Dataset entries
☆ ☆ ☆

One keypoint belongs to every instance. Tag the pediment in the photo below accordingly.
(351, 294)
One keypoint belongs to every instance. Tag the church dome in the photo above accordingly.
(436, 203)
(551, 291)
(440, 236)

☆ ☆ ☆

WHAT IS EXPECTED:
The records above must be retyped in full, exactly as written.

OUTPUT FOR THIS TASK:
One keypoint belongs to every instance. Tag the pediment in the photo below accordingly.
(351, 294)
One keypoint belongs to every instance. Tag the church dome in the photo above accordingly.
(436, 203)
(551, 291)
(440, 236)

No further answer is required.